(Natural-language object grounding data)

-*-

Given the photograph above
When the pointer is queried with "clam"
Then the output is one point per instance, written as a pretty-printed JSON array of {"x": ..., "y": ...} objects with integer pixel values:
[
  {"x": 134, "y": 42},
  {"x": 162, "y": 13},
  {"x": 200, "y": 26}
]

-*-

- [What the task requires] Exact repetition of every entry in the data is required.

- [Expected answer]
Given the photograph above
When the pointer is queried with "clam"
Then the output is one point per instance, written as a pretty-printed JSON array of {"x": ..., "y": ...} objects with integer pixel values:
[
  {"x": 134, "y": 42},
  {"x": 162, "y": 13},
  {"x": 200, "y": 26}
]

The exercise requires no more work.